#### Page extract:
--------------------

City Clerk June Lagmay determined through a sampling process that backers of the initiative to allow and regulate a certain number of storefront medical marijuana shops have gathered the necessary 41,138 signatures.

The measure would reduce by hundreds the number of pot shops operating in the city, but it would allow continued operation of about 100. The City Council now may decide whether to enact the measure on its own or put the proposal before voters.

The initiative, dubbed the "Medical Marijuana Collectives Initiative Ordinance," would put into effect various restrictions on pot-shop operations, including hours of operation and location. If enacted, the measure would reduce the number of medical marijuana stores from somewhere in the hundreds down to about 100.

Key to hitting that target is a provision that would require medical cannabis dispensaries to prove they were operating before Sept. 14, 2007. That is when the city first tried to place a moratorium on new pot shops.

The clerk's certification sends the initiative to the City Council that can adopt the ordinance as is, call a special election, or place the item on the May 21 general municipal election ballot. That election in May will include the race for various city offices, including mayor. The City Council is expected to make a decision on the pot shop measure this month.

The group sponsoring the initiative is called the Committee to Protect Patients and Neighborhoods. It is made up of the United Food and Commercial Workers Local 770, the Greater Los Angeles Collective Alliance, and Americans for Safe Access L.A. UFCW Local 770 President Rick Icaza said the initiative would "guarantee safe access to medical cannabis for those suffering from debilitating and painful diseases and conditions, while at the same time enforcing the rule of law and protecting neighborhoods."

--------------------

#### Provided records:
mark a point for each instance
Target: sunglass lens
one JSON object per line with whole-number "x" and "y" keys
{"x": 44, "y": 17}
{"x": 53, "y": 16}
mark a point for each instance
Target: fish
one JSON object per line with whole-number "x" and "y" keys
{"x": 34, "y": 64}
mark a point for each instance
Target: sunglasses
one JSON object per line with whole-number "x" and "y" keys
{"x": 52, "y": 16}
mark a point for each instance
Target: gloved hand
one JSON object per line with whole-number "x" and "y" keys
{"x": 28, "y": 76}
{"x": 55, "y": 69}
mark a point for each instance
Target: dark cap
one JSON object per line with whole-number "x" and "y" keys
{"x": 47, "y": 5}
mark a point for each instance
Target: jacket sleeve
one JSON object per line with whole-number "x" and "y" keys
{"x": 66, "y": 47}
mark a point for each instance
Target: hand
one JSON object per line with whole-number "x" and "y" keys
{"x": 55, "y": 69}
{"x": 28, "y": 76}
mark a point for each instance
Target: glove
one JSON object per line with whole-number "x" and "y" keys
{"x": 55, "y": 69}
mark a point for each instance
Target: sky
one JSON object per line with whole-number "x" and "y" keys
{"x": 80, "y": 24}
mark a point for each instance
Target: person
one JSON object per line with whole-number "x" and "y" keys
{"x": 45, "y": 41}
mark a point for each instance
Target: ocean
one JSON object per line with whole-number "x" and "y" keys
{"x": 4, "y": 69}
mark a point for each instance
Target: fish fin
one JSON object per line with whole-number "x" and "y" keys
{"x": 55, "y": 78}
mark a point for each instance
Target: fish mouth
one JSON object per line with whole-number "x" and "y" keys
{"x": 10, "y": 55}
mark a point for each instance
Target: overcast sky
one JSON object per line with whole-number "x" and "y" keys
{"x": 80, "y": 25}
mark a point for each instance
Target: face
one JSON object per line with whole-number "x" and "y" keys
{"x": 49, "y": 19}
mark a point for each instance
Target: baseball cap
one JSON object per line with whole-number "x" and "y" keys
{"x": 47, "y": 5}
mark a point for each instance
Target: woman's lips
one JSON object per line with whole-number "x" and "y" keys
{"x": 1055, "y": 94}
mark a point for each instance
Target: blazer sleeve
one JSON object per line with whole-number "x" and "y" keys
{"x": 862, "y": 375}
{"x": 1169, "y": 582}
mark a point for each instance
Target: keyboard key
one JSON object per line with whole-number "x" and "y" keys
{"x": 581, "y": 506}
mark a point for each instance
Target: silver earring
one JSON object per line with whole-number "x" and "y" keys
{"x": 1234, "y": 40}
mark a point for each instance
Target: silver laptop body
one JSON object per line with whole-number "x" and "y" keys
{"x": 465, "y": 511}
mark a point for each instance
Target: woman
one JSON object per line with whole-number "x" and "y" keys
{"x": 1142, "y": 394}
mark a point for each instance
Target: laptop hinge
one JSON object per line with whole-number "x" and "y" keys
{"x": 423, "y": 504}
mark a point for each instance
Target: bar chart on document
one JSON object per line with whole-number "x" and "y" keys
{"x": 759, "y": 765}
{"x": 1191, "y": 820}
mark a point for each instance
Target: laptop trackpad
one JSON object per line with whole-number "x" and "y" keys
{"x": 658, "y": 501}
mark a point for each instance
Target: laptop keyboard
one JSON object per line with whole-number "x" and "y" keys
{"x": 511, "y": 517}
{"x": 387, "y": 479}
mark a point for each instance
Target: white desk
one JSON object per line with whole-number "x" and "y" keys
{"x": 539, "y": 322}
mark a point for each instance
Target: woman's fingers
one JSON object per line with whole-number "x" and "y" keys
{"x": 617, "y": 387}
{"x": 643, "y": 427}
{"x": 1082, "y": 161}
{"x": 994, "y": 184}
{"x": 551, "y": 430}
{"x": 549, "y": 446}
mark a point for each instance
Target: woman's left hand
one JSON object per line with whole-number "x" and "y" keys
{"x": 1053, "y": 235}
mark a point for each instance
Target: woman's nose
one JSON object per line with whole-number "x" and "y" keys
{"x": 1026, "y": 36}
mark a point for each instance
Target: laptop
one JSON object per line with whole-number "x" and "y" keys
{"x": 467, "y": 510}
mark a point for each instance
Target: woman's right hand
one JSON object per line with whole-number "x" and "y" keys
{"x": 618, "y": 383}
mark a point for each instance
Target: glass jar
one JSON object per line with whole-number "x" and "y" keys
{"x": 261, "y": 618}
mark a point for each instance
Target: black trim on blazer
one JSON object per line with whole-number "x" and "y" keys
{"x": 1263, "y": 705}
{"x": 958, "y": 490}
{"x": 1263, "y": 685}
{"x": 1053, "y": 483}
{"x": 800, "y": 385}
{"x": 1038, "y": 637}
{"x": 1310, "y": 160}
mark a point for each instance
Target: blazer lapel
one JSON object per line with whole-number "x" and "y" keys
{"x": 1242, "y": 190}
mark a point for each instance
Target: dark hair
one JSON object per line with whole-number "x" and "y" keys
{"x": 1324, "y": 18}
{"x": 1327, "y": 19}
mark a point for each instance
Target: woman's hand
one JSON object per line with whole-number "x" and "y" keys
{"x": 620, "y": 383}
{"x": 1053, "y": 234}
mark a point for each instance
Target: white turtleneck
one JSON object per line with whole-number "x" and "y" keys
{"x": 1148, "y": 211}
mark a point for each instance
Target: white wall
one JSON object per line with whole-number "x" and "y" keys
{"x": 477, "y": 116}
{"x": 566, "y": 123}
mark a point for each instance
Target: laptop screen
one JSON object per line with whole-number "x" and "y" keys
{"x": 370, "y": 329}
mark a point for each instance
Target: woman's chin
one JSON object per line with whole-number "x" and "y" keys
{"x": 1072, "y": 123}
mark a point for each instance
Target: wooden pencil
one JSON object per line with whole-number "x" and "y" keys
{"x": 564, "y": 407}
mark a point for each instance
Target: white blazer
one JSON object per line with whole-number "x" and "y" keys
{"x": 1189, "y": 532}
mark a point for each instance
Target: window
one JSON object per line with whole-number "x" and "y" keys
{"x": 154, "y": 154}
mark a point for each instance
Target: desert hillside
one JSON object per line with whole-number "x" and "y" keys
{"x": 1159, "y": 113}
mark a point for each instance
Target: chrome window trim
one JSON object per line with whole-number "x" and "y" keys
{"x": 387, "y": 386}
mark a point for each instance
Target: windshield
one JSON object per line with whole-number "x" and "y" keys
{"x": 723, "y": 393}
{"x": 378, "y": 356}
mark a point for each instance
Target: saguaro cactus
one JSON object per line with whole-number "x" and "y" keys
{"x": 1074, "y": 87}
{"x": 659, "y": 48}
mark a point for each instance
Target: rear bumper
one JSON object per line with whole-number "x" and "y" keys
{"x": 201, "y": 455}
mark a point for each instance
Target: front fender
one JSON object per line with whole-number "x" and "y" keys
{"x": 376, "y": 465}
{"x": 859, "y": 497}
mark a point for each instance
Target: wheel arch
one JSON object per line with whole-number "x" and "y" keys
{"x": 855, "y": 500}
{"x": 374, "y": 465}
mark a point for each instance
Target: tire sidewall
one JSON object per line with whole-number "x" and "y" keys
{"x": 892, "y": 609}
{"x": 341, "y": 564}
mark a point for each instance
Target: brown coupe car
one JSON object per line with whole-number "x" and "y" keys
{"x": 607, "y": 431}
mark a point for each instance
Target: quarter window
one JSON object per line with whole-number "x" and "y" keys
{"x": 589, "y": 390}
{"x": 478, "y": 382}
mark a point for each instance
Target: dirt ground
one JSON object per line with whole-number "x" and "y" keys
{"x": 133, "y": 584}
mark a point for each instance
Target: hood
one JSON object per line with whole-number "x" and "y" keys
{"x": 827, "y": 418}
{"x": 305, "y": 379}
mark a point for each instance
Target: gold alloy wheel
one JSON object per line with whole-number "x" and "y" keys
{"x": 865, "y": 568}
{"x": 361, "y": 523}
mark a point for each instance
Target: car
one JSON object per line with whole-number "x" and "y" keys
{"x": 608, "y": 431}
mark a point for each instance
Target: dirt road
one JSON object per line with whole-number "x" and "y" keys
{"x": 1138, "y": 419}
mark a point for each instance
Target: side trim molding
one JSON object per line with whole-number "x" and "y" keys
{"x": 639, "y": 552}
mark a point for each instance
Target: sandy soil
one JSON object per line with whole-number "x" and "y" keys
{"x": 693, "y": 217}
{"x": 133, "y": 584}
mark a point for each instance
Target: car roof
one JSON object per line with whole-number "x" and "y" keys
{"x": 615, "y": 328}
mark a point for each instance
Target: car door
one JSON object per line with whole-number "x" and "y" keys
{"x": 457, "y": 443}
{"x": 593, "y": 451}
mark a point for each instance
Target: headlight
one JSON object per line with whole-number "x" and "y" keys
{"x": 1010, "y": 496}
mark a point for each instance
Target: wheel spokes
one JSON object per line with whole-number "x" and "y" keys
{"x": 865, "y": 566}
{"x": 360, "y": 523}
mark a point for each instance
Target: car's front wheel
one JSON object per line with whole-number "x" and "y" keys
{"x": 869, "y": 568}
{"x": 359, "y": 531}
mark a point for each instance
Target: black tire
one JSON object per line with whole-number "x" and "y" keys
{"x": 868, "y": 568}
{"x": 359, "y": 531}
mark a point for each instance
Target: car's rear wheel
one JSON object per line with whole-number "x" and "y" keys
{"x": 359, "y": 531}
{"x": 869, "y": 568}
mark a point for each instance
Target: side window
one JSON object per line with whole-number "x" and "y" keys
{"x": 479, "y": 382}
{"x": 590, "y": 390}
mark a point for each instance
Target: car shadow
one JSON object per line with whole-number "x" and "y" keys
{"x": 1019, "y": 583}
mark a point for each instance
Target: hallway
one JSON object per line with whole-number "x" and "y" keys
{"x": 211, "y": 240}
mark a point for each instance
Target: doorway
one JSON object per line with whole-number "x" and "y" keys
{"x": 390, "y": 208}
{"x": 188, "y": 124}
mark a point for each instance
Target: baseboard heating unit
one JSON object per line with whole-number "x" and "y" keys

--------------------

#### Complete the following:
1 > Turn the paragraph in the article on the medical marijuana shop initiative that begins "The clerk's certification sends" into a short bulleted list that keeps its main facts.
2 > Write the paragraph that would come next in the article on the medical marijuana shop initiative, picking up after its last sentence.
The lines have nothing to do with the article on the medical marijuana shop initiative.

#### Expected results:
1 >
- The clerk's certification sends the initiative to the City Council.
- The council can adopt the ordinance as is, call a special election, or put it on the May 21 general municipal election ballot.
- That May election will include races for several city offices, including mayor.
- The council is expected to decide on the measure this month.

2 >
"It's time to stop playing politics with people's health and the safety of our communities," Icaza added, referring to the city's years of attempts to regulate medical marijuana. That battle culminated in an attempt in July to ban storefront dispensaries from Los Angeles. That effort was reversed in October when medical marijuana supporters gathered enough signatures to repeal the ban, leaving dispensaries unregulated and possibly illegal. The issue has been the target of lawsuits and conflicting court opinions.

City Councilman Paul Koretz has been pushing an ordinance similar to the ballot measure.

"Patients need safe access," said Freddie Metcalf, who uses medical cannabis to treat symptoms from Sarcoidosis, a disease in which inflammation occurs in the lymph nodes, lungs, liver, eyes, skin, or other tissues.

Icaza urged the City Council to adopt the ordinance instead of placing it on the ballot.

Meanwhile, a group backing a separate medical marijuana initiative last month submitted more than 73,500 petition signatures to qualify a measure that would place similar time and place restrictions on dispensaries, but would not limit the number to those that opened prior to the Sept. 14, 2007 cutoff. That initiative backed by a group called Angelenos for Safe Access would allow any storefront medical cannabis collectives that are at least 500 to 1,000 feet from schools, parks, libraries, childcare centers and religious institutions and would also impose a business tax of $60 on every $1,000 of marijuana sold at the dispensaries.